Segment Start: Passage to read

Quantile regression extends the concept of linear regression, allowing us to explore the impact of variables not just on the mean, but across various quantiles of the response variable. It is especially useful when the residuals are not normally distributed, or when you want to model the impact of variables on different points (like the median or the 90th percentile) of your response variable.
In this comprehensive guide, we will delve deep into quantile regression, explaining its significance and offering a step-by-step guide on how to perform it using the R programming language.
Understanding Quantile Regression
Unlike linear regression that estimates the conditional mean of the response variable given certain values of predictor variables, quantile regression estimates the conditional median (or other quantiles) of the response variable.
Why Use Quantile Regression?
- Non-Constant Variance: When the variability of the dependent variable is unequal across the range of values of the independent variable.
- Outliers: When the data contains extreme values which might affect the mean, but less so the median.
- Interest in Impact Beyond the Mean: For exploring how the predictors impact not just the average, but other quantiles (e.g., what influences the top 10% of outcomes?).
Performing Quantile Regression in R
To conduct quantile regression in R, we use the quantreg
package and its rq()
function. Here, we will illustrate quantile regression through an example.
1. Setting Up Your Environment
First, you must install and load the quantreg
package:
install.packages("quantreg")

Segment End: Passage to read
Segment Start: Entries shown

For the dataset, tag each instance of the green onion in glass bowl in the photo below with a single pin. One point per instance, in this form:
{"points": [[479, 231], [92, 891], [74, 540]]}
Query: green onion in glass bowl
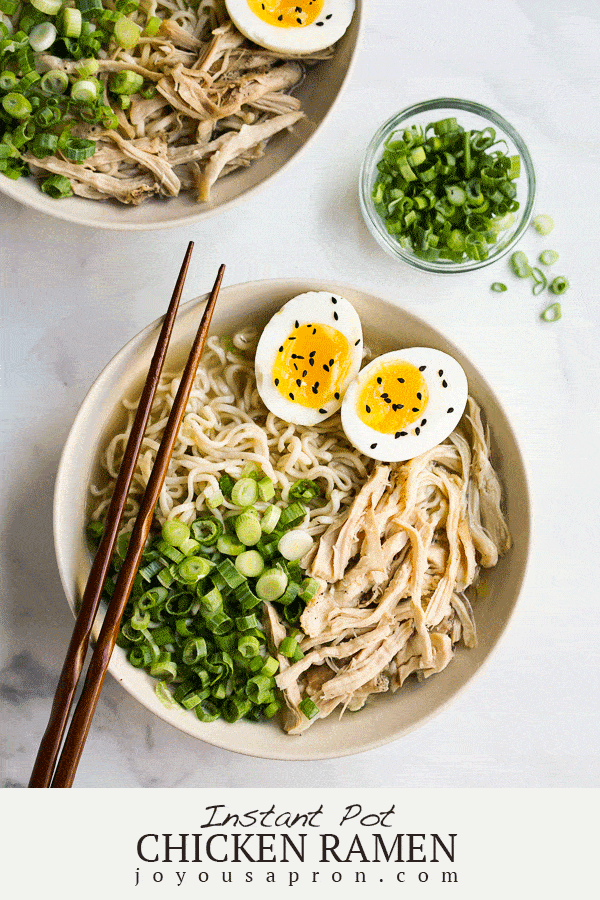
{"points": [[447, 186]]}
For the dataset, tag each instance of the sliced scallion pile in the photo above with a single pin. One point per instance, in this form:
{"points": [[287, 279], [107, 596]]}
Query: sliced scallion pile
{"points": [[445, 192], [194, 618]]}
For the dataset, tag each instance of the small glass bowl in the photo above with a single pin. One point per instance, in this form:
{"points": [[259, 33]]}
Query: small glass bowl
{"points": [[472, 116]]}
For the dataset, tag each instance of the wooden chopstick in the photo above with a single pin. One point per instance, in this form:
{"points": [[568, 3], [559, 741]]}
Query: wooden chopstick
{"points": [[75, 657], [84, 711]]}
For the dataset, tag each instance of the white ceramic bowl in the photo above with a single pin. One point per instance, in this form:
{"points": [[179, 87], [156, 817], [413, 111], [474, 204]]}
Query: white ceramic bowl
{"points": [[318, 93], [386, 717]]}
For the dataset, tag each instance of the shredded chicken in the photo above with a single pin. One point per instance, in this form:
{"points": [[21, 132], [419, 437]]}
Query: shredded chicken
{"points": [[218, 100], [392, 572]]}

Segment End: Entries shown

_Directions for this task_. Update the part of the quantile regression guide that opens with the words containing "Why Use Quantile" and closes with "the independent variable.", putting "spread" in place of "variability". Work from the quantile regression guide alone.

_Result_.
Why Use Quantile Regression?
- Non-Constant Variance: When the spread of the dependent variable is unequal across the range of values of the independent variable.